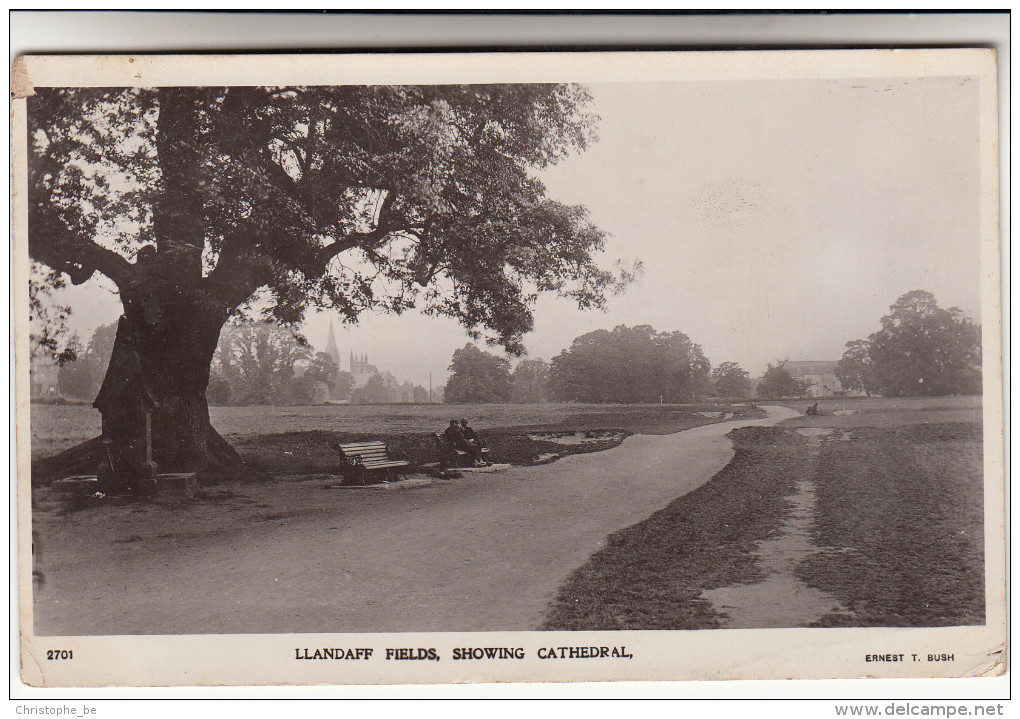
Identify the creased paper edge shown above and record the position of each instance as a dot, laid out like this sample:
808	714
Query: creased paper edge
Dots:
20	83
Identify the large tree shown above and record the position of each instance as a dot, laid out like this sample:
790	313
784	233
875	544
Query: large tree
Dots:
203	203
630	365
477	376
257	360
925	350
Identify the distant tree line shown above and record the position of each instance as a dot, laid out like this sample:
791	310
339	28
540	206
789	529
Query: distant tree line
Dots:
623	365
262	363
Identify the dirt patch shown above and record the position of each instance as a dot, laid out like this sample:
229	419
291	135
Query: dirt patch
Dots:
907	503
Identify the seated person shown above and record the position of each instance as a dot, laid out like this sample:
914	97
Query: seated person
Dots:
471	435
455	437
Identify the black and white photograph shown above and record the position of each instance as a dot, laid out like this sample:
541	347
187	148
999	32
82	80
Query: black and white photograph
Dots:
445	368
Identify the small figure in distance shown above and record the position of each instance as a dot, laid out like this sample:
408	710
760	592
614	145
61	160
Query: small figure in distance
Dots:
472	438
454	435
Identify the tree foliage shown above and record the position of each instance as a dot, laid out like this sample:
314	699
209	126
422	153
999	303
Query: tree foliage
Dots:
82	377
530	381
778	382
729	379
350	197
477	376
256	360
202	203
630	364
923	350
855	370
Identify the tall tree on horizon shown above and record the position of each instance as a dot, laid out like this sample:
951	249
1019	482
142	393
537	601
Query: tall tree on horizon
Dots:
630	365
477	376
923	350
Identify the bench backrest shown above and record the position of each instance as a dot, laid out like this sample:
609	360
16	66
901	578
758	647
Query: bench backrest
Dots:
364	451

* * *

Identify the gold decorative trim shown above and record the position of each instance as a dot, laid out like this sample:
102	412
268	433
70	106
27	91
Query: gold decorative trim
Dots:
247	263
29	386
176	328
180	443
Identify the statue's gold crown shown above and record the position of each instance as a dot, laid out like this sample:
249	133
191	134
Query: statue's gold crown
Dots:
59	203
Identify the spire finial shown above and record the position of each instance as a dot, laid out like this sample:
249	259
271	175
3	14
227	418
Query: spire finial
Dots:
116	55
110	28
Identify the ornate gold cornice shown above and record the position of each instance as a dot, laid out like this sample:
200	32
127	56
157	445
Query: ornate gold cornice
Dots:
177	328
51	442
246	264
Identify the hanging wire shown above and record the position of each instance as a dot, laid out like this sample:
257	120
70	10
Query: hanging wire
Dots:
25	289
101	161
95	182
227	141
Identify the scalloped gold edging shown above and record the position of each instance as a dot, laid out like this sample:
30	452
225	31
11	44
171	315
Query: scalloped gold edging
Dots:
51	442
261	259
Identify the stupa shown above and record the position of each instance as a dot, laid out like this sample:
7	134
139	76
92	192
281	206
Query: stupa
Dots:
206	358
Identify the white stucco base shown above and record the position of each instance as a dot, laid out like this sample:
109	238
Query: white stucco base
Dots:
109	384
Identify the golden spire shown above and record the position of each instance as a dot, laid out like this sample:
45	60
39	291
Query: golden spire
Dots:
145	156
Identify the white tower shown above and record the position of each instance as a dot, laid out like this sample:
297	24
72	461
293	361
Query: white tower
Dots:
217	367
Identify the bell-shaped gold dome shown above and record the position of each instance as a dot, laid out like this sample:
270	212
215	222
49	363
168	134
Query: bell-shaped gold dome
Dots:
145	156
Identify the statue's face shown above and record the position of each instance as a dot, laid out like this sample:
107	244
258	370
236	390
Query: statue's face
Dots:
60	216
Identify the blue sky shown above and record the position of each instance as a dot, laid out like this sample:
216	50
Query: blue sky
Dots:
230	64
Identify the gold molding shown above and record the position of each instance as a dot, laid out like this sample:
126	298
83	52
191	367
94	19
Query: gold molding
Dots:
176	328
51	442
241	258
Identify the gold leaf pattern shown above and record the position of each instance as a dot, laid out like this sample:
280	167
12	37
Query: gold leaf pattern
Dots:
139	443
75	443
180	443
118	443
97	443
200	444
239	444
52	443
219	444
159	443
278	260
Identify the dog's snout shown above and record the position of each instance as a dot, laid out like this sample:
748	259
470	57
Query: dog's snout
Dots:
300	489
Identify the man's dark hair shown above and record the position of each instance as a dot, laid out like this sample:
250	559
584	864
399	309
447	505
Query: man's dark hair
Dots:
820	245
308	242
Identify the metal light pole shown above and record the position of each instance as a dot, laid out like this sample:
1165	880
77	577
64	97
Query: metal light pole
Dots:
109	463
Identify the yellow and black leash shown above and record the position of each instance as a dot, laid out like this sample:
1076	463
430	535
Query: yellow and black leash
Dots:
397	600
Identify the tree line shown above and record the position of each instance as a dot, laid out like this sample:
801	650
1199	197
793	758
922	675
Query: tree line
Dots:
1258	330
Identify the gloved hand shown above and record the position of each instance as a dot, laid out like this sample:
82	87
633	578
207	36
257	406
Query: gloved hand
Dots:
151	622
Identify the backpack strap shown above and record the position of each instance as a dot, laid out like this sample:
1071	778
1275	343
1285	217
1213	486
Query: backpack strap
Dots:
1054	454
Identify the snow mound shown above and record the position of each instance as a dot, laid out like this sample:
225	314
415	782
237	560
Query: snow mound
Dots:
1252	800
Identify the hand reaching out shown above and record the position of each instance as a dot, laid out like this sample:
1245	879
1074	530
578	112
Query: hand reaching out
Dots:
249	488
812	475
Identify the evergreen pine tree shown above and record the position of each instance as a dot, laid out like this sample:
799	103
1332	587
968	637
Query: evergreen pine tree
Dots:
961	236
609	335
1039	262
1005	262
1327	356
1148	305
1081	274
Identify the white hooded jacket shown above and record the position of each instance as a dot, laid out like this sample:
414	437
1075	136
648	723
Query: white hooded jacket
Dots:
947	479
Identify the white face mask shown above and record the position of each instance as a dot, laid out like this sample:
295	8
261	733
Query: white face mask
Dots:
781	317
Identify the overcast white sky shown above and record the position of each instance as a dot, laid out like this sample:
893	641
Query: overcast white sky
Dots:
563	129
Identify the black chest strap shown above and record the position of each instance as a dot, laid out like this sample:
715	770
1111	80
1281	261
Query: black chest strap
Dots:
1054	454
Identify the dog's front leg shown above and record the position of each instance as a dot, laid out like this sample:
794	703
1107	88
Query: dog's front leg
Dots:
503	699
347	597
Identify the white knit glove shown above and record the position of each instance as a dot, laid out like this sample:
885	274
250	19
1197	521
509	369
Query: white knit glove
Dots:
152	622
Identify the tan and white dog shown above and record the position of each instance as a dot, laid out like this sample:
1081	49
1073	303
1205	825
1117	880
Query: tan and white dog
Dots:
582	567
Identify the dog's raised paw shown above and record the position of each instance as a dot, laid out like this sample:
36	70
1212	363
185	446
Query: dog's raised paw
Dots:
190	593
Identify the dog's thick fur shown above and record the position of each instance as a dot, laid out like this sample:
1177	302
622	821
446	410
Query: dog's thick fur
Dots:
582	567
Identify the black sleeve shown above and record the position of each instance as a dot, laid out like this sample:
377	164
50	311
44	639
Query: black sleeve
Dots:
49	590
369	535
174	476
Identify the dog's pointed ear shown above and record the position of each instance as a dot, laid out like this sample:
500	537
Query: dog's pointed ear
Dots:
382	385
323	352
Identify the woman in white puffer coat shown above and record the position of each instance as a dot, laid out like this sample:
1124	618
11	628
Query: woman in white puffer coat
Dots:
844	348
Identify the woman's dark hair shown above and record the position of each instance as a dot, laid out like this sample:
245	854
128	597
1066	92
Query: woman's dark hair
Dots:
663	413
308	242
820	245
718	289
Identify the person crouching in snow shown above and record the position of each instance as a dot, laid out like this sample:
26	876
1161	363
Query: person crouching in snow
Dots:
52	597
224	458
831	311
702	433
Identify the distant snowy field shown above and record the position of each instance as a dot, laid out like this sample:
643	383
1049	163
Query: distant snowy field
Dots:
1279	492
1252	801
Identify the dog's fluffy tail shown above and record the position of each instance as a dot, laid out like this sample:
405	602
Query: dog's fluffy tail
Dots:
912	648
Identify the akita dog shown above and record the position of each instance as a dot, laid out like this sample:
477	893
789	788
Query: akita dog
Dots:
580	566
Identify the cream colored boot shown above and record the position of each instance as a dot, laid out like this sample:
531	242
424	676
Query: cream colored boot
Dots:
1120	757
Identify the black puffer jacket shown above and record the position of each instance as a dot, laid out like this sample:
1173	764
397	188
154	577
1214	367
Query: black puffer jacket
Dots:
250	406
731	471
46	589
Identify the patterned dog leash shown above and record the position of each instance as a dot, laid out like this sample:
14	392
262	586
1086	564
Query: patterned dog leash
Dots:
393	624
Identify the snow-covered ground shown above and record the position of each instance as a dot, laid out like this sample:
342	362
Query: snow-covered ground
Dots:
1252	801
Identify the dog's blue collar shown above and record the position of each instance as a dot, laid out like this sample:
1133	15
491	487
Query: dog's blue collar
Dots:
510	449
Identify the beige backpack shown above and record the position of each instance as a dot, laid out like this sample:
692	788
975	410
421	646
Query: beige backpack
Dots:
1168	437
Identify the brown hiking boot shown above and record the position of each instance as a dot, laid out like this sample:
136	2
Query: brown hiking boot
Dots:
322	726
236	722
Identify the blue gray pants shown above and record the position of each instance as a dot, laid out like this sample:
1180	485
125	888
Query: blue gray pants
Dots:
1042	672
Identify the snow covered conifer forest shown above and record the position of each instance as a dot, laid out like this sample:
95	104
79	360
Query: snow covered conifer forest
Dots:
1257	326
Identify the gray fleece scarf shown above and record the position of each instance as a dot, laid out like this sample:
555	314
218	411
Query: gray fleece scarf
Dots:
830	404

* * *

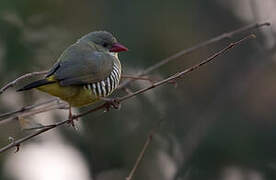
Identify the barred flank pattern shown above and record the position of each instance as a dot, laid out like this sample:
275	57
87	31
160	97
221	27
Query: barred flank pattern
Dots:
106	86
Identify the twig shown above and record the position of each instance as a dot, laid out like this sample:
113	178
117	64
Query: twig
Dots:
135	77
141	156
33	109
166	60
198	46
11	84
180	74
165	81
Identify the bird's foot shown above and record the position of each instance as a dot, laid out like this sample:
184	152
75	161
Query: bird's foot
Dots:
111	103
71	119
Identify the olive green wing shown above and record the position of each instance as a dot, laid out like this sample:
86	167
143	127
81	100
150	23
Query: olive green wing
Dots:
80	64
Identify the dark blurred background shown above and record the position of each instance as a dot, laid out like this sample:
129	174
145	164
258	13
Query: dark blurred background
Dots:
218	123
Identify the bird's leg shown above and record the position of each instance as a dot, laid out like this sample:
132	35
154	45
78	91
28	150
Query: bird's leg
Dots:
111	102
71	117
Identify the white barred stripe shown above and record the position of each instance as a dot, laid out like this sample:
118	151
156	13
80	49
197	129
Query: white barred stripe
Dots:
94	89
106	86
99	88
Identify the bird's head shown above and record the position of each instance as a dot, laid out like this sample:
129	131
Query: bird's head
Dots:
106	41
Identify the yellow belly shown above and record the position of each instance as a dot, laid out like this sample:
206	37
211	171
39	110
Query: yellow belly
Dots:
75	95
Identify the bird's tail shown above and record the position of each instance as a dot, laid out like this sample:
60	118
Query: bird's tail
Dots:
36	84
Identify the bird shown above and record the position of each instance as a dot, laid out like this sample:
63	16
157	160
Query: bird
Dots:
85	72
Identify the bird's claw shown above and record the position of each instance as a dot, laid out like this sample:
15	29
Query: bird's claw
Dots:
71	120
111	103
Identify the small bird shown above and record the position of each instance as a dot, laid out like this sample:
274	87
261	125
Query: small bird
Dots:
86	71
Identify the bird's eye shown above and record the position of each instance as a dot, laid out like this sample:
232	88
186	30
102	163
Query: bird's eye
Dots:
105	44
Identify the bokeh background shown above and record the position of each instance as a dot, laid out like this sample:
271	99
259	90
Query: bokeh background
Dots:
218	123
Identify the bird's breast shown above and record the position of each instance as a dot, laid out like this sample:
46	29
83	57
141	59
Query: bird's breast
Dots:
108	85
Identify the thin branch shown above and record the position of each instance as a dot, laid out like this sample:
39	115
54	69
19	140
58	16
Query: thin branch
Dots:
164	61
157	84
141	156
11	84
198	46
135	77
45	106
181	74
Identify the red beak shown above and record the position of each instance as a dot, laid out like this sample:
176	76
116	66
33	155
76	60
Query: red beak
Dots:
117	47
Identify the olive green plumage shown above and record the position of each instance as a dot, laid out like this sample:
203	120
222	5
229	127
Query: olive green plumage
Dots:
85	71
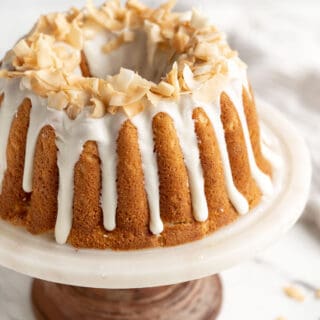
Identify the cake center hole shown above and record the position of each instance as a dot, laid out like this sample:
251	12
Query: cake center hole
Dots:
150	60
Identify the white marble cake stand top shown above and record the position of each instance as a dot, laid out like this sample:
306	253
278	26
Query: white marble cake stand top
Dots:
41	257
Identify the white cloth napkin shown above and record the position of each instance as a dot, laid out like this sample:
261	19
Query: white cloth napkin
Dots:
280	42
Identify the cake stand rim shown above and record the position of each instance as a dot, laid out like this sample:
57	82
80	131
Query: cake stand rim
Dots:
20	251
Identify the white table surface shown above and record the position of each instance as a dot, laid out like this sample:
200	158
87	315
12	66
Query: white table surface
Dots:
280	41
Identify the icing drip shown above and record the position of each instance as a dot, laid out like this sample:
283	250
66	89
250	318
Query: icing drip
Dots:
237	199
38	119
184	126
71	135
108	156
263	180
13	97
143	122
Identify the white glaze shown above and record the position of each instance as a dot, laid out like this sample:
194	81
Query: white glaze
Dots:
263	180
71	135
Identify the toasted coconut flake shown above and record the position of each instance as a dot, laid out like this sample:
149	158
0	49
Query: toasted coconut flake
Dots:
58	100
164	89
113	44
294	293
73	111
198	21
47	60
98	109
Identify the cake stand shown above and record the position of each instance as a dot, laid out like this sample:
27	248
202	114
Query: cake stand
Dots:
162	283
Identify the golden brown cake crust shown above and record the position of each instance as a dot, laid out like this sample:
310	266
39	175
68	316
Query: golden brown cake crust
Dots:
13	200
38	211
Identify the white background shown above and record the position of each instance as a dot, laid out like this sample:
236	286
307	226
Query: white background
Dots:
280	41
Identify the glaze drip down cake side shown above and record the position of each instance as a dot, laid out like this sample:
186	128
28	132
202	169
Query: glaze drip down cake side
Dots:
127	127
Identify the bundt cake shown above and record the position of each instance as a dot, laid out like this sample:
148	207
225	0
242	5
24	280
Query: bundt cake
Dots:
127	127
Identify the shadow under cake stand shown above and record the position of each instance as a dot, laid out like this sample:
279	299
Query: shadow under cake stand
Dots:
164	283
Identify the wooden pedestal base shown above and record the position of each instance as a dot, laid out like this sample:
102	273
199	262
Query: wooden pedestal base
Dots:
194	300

* * *

**What you will do:**
Count the lines of the entries above that contain the string "shaped", treating uppercase and lowercase letters as distinct. Give only the number.

**The answer:**
2